*** THE DATA Section Begins ***

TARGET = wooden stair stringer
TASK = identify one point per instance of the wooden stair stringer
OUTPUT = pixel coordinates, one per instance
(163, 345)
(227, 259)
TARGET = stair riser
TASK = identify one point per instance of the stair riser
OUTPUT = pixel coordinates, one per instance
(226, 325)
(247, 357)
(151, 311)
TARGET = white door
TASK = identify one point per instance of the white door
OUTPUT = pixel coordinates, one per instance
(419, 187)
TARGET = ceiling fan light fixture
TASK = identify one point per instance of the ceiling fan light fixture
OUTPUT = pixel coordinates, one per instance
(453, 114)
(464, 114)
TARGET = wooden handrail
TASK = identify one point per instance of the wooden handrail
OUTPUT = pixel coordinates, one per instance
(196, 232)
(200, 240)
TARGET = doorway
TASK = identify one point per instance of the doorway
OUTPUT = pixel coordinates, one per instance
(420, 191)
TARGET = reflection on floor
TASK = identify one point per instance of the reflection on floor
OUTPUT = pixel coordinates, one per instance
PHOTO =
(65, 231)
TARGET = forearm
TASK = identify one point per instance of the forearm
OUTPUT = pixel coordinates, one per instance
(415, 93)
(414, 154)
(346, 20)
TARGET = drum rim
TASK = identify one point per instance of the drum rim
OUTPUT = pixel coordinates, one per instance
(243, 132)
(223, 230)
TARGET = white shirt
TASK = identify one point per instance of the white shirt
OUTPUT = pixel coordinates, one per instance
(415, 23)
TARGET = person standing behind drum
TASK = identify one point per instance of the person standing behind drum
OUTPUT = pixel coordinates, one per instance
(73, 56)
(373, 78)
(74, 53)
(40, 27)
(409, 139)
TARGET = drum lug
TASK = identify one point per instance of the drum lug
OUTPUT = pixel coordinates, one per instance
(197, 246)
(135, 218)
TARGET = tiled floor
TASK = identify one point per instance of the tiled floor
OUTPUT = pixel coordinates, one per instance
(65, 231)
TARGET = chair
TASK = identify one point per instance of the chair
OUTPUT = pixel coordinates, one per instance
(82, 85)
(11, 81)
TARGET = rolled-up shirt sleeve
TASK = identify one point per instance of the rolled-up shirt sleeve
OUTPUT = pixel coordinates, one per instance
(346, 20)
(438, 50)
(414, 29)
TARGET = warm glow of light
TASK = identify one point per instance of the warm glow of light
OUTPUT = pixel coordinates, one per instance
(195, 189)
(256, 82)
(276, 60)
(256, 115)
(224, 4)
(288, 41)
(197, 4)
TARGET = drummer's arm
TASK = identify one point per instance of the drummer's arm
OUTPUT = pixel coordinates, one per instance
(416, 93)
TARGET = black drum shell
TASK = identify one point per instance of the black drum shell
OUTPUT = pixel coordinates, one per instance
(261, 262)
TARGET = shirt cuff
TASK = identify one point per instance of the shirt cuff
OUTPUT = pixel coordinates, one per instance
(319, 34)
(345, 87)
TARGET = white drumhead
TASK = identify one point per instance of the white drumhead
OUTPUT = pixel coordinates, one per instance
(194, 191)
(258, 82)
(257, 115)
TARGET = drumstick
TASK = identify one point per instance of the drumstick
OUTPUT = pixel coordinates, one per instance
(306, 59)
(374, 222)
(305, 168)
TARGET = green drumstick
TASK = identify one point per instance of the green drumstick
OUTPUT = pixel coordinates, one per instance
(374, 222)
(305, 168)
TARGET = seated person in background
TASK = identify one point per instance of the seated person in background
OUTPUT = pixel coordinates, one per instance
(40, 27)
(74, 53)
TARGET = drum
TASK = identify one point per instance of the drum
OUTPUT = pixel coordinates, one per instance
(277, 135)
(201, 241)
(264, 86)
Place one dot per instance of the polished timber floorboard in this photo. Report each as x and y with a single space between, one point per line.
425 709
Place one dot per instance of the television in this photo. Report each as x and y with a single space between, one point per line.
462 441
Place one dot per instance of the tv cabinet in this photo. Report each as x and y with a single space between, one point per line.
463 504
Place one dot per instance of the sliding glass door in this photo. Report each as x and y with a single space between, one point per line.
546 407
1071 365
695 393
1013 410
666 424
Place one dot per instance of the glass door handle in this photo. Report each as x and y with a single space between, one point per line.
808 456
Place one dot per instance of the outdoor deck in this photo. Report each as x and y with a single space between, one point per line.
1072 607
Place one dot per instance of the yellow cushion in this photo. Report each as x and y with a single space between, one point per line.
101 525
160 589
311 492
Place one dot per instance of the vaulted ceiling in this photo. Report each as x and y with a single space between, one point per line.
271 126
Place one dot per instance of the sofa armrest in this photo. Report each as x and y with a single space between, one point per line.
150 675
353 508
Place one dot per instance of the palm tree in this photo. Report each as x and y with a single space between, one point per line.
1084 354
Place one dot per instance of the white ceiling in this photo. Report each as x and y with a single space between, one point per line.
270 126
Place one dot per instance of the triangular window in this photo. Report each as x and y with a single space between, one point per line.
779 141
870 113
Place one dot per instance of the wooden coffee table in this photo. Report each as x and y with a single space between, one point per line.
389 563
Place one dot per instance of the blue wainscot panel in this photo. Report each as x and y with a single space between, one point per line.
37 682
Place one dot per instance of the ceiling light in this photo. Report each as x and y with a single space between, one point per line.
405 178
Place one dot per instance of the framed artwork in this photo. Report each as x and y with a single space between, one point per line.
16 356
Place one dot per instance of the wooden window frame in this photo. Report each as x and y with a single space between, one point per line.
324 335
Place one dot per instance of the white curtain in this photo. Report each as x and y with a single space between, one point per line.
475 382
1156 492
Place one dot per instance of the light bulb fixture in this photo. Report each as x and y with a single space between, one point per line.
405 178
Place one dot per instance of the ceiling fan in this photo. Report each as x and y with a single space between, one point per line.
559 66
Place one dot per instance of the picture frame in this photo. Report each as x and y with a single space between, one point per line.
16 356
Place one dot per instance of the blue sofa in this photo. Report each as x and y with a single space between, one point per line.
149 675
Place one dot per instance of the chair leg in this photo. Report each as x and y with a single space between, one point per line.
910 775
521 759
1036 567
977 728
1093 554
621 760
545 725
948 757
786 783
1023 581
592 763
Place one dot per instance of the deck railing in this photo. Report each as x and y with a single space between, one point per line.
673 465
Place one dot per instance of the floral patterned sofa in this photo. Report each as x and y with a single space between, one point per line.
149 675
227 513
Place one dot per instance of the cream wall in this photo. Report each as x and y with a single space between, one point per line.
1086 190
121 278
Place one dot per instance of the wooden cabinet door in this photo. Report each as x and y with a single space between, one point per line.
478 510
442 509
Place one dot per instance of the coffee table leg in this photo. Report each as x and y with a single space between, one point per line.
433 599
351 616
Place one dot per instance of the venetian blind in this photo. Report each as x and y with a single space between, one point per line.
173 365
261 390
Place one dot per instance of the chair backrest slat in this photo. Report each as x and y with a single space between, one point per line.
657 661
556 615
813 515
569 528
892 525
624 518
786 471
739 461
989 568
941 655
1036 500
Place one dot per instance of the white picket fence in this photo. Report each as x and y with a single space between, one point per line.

*** THE DATA Section Ends ***

● **WORK REQUIRED**: Output nothing but the number of lines in the data containing the string "stringer".

● **SOLUTION**: 2